▶ [TASK A] Copy the entries word for word, covering everything from the line containing "Where can the paved" down to the final line of the entries.

▶ [DOCUMENT SEGMENT]
══════════════════════════════
Choosing the Right Water Heater

Your choice of water heater sets the foundation for everything that follows. Pick wrong, and no amount of perfect installation will fix chronic cold showers or sky-high energy bills. I’ve seen homeowners buy a high-output combi because their neighbour had one, only to discover their 1950s 15mm incoming water line can’t support it. The result? A £2,800 Vaillant ecoTEC Pro sputtering under demand, delivering lukewarm water on cold mornings.

Start with demand. How many bathrooms? Do you have a power shower or a bath that fills quickly? Use this formula: peak flow rate = (shower flow × number of potential simultaneous showers) + kitchen tap. Most UK showers run at 8–12 litres per minute (L/min). A kitchen tap is about 6 L/min. If you want two showers running at once, you need at least 24 L/min of hot water output.

For a typical three-bedroom home, I recommend:

  • Combi boiler: Ideal for homes with one bathroom and moderate hot water demand. Models like the Worcester Bosch Greenstar 24i (24kW) cost £850–£1,200 and deliver instant hot water without a tank.
  • System boiler with cylinder: Better for homes with two or more bathrooms. Pair a Potterton Promax Ultra 30 with a 170-litre Megaflow ES cylinder. Total cost: £2,100–£2,600 installed.
  • Tankless (on-demand): Rinnai RL75iN (7.5L/min) suits small flats. Needs 30A electrical circuit. Price: £1,100 unit, £400+ installation.

Gas vs electric? Gas is cheaper to run. A 30kW gas combi costs about £1.20 per hour to run at full load (2025 rates). A 9kW electric immersion heater costs £2.70 per hour. But electric wins where gas isn’t available. I once installed a Heatrae Sadia AE-19 19kW electric boiler in a converted barn with no gas line. Running cost was higher, but the client prioritised independence from gas infrastructure.

Space matters. A combi fits in a kitchen cupboard. A system boiler plus cylinder needs a plant room or airing cupboard. Measure your space. The Vaillant ecoTEC Plus 832 is 720mm high × 440mm wide × 338mm deep—tight for some under-stair cupboards.

Fuel type, efficiency, and hot water demand must align. Don’t let a sales rep upsell you to a 35kW boiler “just in case.” Oversized boilers short-cycle, reducing lifespan and efficiency. I’ve replaced three Worcester Bosch 35i units in the last two years because they were oversized for the property, leading to heat exchanger cracks.

Pre-Installation Preparation

Skipping prep is how mistakes happen. I once arrived at a job where the homeowner had already removed their old boiler. Bad idea. Without a reference, I couldn’t tell if the gas line was 15mm or 22mm, or whether the flue outlet was correctly positioned. I had to shut the job down for two days while I sourced old plans and pressure-tested lines.
══════════════════════════════
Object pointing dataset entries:
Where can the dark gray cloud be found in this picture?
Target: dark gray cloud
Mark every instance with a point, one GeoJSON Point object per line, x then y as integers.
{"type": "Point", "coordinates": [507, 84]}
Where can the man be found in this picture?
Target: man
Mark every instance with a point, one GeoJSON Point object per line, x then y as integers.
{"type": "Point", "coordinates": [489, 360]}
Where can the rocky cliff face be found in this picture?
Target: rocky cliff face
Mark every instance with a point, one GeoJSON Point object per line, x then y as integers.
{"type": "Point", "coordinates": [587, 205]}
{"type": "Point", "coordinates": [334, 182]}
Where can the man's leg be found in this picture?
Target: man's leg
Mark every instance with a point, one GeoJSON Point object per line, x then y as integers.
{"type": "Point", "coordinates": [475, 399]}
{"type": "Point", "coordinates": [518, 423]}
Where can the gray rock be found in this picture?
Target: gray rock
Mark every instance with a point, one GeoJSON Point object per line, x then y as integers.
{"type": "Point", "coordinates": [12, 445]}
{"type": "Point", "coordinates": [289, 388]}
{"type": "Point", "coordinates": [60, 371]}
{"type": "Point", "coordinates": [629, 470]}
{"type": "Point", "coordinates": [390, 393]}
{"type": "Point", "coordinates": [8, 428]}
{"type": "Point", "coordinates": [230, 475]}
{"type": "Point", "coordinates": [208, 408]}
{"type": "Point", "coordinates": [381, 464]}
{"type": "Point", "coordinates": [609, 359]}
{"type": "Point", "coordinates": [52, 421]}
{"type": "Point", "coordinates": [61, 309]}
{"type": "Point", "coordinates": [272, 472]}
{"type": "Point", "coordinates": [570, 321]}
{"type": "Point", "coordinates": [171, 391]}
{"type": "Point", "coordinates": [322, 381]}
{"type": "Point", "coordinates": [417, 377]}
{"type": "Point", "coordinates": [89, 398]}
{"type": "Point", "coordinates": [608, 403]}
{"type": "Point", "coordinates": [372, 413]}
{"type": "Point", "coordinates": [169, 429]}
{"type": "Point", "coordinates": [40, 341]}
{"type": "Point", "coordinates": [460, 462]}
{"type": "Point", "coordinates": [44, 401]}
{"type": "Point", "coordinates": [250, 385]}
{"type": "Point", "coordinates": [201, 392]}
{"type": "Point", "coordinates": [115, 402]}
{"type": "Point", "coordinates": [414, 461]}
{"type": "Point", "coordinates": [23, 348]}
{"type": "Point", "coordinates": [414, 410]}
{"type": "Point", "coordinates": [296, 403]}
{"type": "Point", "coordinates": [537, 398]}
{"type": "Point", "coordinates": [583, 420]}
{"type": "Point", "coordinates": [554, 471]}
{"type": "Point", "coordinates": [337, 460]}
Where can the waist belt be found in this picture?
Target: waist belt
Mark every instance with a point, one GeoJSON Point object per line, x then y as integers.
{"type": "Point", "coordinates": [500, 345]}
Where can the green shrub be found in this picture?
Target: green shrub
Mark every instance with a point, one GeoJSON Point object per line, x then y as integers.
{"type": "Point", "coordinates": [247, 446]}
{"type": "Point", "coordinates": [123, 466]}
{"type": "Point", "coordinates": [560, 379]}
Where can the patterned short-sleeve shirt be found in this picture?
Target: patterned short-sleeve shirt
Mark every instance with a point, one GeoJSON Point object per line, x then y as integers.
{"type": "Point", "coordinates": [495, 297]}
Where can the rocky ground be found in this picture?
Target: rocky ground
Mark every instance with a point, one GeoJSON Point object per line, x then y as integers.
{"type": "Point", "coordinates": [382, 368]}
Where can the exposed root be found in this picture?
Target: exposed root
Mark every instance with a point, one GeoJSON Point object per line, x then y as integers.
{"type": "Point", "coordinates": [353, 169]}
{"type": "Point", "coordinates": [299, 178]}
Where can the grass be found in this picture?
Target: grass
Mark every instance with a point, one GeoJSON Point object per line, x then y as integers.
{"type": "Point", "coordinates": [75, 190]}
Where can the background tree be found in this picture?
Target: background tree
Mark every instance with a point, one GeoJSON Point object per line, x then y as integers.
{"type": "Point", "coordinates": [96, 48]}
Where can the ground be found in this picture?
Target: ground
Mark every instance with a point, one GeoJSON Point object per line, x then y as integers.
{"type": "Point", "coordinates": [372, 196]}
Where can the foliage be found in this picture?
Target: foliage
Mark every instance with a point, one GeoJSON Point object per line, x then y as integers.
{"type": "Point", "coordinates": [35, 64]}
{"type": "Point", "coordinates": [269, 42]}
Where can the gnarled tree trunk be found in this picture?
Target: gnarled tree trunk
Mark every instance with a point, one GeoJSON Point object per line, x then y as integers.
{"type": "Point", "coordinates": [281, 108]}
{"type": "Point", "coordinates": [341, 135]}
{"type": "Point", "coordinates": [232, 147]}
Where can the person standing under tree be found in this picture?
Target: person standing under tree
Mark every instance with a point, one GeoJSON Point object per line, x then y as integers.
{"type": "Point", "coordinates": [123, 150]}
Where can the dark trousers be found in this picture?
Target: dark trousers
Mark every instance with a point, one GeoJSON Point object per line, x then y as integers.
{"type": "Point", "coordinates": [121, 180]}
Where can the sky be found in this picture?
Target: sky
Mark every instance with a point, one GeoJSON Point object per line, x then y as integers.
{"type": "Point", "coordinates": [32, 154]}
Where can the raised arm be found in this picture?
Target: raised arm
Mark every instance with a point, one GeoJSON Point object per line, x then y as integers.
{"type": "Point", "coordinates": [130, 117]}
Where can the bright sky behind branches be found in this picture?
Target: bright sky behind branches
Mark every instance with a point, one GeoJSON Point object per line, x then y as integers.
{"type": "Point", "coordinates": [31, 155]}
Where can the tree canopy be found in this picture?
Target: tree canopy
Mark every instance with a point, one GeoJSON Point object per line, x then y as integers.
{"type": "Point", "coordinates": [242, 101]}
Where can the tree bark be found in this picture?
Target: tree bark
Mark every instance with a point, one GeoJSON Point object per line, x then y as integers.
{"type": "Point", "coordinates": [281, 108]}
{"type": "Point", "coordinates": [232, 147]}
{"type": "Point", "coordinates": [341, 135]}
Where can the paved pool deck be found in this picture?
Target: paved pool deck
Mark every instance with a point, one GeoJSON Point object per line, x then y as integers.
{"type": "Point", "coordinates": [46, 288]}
══════════════════════════════
▶ [TASK B] Write the next part of the water heater guide, picking up right after its last sentence.

▶ [WRITTEN ANSWER A]
Where can the paved pool deck be found in this picture?
Target: paved pool deck
Mark every instance with a point, one GeoJSON Point object per line, x then y as integers.
{"type": "Point", "coordinates": [46, 288]}

▶ [WRITTEN ANSWER B]
Start by turning off the mains water at the stop tap, usually under the kitchen sink or in an outside meter pit. Shut off the gas at the emergency control valve—usually a red or yellow lever near the meter. Turn off the electricity at the consumer unit. Verify power is off with a two-pole voltage tester.

Drain the system. Open the lowest drain point—often a garden tap or a boiler drain valve—and open a high-level tap (like an upstairs bathroom tap) to let air in. Let it run until water stops. If you’re keeping the cylinder, drain it separately via the drain cock at the base.

Remove the old unit. Take photos first—especially of wiring, gas, and pipe connections. Label every wire and pipe. I use coloured tape and a Sharpie: red for live, blue for neutral, green/yellow for earth, yellow for gas, blue for cold feed.

Check the new unit’s dimensions against the space. The Ideal Logic+ C35 is 700mm tall—will it fit under that beam? Measure twice. I once had to return a Stiebel Eltron tankless unit because the client didn’t account for the 50mm clearance needed above for servicing.

Verify supply lines. For gas: use a pipe gauge. Most domestic boilers need a 15mm or 22mm gas line. If the existing line is 15mm, a 30kW boiler may starve under load. Test flow with a gas manometer—minimum 21 mbar at the appliance when running. For electric: check the consumer unit. A 9kW electric boiler needs a 40A MCB or RCBO. Run a 10mm² twin-and-earth cable from a dedicated circuit. Don’t daisy-chain it off a cooker circuit.

Inspect the flue route. Combi boilers need a flue through an external wall or up through the roof. Minimum clearance: 300mm from any opening window. Use a template—Worcester Bosch provides printable flue kits online. Mark the hole position with a spirit level.

Order extra parts:

  • 2 x 15mm full-bore isolation valves (£8 each at Screwfix)
  • 1 x condensate pipe kit with trap (£15, Honeywell V4043)
  • 1 x magnetic filter (£65, Fernox Almag)
  • 1 x expansion vessel (if not built-in, £40, Reflex)
  • Dielectric unions (2 for copper-to-steel connections, £6 each)

Prep isn’t busywork. It’s risk reduction.

Mounting and Securing the Unit

A water heater must be level, secure, and accessible. I once saw a boiler mounted on crumbling plasterboard with two rawlplugs. It vibrated loose in six months, cracking the heat exchanger. Never mount on plasterboard. Always fix into solid masonry or timber studs.

For wall-mounted units like the Baxi 600 618, use the template provided. Most combis need 150mm clearance above, 50mm on sides, and 50mm below for access. Mark the fixing holes with a pencil. Drill with a 6mm masonry bit. Insert 75mm frame fixings or chemical anchors if the wall is weak.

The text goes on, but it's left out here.